* **Recorded data**
--- START ---
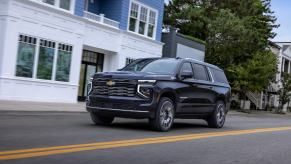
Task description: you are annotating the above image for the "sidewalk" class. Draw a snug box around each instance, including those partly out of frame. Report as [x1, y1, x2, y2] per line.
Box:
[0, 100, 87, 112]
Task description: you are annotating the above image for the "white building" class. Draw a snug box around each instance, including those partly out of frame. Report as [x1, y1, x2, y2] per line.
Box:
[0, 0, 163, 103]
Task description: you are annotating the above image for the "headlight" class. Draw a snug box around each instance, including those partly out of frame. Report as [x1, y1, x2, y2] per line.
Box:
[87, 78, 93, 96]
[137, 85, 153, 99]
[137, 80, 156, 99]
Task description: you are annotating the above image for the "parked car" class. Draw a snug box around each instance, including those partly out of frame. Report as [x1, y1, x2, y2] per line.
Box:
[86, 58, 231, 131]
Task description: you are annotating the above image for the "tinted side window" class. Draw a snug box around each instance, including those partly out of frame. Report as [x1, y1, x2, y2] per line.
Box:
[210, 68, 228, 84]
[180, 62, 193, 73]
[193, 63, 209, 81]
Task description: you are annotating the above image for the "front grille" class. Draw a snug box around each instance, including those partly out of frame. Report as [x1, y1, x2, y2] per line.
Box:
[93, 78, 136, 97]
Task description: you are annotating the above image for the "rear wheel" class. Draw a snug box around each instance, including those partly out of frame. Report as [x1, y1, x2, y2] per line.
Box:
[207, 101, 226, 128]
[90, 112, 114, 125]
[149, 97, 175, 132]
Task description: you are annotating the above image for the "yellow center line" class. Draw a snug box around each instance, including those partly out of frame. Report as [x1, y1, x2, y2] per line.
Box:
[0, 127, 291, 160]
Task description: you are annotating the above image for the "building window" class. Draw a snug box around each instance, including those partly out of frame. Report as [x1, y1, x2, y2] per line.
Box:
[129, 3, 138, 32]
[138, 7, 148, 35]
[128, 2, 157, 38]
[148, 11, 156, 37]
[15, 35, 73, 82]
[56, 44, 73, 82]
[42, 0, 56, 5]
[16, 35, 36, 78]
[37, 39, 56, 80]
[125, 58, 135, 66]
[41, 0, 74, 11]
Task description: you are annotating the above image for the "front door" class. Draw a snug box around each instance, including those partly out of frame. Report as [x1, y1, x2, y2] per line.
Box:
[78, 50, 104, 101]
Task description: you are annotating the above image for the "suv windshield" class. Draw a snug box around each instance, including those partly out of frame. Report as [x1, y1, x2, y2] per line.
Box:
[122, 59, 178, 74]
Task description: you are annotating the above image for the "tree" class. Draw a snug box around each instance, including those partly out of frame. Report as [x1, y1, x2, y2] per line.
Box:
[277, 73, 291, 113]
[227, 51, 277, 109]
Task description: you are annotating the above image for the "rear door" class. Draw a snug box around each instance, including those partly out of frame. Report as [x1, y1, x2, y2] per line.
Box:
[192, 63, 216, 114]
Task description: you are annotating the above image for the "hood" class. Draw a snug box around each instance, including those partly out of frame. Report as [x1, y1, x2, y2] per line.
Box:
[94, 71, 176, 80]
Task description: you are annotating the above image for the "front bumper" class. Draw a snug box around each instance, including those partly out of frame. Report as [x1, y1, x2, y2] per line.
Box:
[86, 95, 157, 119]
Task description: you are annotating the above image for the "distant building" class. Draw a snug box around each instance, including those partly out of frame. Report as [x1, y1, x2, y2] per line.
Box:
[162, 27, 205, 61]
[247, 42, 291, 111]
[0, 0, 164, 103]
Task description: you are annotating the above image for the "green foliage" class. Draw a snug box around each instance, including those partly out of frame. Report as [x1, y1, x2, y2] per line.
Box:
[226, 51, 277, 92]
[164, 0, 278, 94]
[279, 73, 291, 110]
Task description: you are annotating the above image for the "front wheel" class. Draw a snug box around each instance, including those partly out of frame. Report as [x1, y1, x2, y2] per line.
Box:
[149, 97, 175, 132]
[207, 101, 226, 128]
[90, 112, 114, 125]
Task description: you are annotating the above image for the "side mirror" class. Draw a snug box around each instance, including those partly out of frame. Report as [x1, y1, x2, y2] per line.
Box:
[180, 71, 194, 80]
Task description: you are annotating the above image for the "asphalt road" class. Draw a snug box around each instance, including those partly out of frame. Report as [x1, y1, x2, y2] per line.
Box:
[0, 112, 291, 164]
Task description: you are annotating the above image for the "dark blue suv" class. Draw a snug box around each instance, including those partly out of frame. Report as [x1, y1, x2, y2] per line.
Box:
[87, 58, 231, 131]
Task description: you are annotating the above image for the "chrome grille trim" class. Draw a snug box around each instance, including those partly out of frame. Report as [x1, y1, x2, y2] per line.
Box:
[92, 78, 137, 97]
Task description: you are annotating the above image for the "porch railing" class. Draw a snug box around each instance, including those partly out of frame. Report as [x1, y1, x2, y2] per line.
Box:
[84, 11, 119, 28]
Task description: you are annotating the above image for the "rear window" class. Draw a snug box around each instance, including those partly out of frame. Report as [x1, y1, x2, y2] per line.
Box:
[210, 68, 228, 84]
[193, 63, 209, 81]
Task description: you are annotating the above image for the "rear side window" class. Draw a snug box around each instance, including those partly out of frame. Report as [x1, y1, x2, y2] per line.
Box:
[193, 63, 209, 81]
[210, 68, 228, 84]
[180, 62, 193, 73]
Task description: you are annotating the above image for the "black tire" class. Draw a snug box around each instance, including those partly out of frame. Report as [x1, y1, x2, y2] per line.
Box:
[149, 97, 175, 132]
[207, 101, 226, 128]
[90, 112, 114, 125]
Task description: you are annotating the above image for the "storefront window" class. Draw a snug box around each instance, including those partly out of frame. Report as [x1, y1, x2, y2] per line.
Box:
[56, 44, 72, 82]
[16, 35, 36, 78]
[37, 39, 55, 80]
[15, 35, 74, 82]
--- END ---
* **WHAT IS BEING ASKED**
Count the lines of the records above that contain the string "grille", treating case as significant, and give only that number.

* **RESULT OF THE TASK**
2